▸ **INSTRUCTIONS TO FOLLOW**
How many lines in this data contain the string "over"? Reply with the number only.

** Opening MATERIALS PROVIDED block **

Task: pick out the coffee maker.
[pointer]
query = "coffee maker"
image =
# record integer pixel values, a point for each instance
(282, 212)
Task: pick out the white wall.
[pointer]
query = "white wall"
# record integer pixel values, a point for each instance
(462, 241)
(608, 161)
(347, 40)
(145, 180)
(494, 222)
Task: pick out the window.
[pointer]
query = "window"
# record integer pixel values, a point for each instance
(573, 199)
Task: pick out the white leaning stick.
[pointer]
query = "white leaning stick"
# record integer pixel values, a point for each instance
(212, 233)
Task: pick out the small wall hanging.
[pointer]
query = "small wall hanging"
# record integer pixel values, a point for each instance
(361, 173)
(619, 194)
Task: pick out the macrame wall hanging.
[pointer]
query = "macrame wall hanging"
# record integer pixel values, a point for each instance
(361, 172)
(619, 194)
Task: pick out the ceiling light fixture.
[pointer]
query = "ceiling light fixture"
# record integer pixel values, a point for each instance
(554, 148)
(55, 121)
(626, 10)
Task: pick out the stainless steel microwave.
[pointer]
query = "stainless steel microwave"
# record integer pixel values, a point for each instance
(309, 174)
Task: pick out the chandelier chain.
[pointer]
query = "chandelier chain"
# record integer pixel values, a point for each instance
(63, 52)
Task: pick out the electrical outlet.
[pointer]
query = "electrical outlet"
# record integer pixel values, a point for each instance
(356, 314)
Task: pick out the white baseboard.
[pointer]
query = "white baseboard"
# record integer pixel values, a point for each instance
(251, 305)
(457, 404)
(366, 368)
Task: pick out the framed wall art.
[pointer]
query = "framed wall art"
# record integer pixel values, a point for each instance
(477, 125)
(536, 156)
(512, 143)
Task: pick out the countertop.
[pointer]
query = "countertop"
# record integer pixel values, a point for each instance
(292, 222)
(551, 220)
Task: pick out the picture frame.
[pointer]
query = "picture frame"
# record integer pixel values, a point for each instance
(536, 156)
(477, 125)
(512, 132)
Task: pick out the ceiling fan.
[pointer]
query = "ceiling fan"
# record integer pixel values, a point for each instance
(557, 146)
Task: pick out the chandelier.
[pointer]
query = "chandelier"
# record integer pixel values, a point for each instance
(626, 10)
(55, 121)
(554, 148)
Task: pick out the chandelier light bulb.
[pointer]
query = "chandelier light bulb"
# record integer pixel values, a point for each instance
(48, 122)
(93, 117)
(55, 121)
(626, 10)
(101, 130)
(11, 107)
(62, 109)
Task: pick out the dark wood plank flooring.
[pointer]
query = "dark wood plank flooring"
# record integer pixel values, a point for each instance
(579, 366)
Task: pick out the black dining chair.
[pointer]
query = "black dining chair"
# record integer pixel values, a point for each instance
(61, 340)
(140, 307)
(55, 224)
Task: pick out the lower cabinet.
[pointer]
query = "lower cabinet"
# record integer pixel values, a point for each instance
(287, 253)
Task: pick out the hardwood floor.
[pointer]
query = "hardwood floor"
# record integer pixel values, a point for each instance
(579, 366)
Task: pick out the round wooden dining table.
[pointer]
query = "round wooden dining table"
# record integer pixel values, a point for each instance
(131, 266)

** Closing MATERIALS PROVIDED block **
** Opening MATERIALS PROVIDED block **

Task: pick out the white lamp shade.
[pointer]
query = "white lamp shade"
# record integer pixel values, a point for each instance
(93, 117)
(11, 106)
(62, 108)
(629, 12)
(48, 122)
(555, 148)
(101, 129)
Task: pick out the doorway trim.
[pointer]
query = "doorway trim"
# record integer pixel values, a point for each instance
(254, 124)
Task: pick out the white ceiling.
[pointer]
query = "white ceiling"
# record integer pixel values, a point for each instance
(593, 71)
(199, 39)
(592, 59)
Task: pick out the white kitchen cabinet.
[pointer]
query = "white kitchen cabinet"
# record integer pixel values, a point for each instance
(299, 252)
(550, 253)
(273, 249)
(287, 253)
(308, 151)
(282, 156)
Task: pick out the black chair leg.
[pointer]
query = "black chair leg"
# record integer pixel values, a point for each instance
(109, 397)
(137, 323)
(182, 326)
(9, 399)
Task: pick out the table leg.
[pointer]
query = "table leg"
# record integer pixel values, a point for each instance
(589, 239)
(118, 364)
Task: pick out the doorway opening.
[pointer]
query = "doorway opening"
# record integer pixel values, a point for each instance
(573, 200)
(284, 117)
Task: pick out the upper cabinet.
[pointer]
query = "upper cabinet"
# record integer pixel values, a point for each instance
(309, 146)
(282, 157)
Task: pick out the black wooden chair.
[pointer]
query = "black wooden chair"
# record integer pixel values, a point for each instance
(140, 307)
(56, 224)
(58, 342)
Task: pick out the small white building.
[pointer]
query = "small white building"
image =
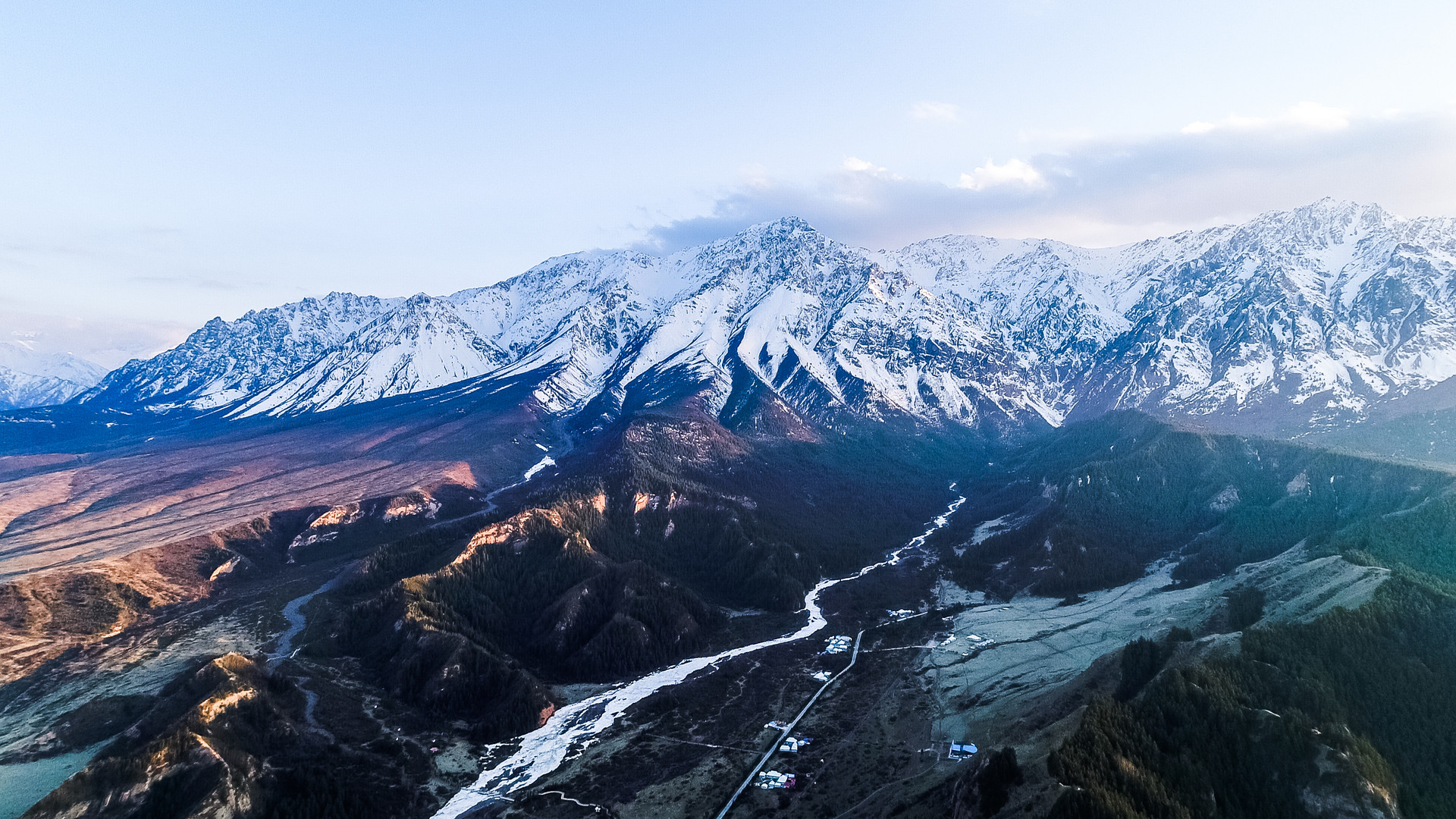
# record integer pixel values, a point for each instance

** Closing MATERIALS PROVIDED block **
** Opening MATERIALS PROVIDED block **

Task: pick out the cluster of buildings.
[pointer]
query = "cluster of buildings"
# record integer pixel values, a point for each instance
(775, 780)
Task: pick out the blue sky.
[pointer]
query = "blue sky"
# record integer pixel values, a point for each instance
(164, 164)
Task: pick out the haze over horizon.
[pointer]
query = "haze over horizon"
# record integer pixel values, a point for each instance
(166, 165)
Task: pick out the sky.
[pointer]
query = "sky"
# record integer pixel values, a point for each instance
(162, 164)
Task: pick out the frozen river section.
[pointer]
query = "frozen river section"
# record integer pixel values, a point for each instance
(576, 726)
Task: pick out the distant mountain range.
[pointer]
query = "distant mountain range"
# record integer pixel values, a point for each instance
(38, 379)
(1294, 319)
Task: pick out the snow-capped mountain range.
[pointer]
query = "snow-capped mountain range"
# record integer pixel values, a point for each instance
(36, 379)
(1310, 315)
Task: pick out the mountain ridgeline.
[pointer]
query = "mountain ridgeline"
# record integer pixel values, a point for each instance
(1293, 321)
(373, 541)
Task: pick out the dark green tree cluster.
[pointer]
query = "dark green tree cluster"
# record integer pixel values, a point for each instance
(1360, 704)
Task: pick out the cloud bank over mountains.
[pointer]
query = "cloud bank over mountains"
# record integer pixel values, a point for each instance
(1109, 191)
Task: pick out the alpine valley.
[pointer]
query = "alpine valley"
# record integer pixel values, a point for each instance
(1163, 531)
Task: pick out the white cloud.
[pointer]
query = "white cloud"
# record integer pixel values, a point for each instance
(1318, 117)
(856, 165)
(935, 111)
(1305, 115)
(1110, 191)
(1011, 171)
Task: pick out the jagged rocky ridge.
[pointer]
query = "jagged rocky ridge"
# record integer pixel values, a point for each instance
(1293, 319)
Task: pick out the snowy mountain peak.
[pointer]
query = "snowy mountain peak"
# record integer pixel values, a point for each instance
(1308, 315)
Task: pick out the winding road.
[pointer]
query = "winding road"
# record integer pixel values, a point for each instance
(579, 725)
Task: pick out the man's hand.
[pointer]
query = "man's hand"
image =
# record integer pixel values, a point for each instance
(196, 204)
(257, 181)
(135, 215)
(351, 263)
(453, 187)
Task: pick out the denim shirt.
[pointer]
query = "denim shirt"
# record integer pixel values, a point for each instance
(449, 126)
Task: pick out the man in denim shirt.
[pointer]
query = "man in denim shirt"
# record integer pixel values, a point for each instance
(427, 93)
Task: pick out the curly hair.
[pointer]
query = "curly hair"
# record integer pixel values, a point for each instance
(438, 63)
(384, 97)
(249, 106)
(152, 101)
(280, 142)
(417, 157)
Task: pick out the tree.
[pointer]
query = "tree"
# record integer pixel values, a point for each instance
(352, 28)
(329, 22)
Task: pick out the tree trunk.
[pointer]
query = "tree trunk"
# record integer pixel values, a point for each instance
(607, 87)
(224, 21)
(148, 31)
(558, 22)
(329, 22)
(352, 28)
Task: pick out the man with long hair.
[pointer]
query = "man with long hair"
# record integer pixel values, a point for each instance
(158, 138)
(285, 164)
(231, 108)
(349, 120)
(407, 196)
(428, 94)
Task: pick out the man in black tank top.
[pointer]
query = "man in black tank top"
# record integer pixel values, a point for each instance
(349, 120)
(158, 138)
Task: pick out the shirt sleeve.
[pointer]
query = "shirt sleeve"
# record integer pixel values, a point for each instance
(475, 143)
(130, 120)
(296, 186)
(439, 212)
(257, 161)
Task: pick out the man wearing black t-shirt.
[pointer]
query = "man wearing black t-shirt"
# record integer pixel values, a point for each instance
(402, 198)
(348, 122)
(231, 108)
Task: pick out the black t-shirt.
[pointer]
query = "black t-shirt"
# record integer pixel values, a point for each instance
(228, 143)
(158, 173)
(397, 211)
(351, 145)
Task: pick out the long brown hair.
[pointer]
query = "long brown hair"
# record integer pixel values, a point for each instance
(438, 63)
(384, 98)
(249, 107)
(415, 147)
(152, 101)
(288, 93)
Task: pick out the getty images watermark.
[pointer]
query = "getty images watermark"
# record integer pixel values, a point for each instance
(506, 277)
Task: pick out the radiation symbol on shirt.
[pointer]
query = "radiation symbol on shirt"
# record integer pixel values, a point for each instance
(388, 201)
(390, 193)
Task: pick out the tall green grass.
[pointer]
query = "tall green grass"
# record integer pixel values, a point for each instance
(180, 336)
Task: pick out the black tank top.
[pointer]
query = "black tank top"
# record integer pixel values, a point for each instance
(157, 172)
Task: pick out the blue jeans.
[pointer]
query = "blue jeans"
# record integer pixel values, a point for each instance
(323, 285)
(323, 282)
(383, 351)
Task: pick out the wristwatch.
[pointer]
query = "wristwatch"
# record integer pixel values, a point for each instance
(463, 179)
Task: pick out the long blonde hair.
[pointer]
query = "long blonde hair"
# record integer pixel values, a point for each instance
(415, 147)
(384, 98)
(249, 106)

** Closing MATERIALS PROVIDED block **

▸ **TASK RESPONSE**
4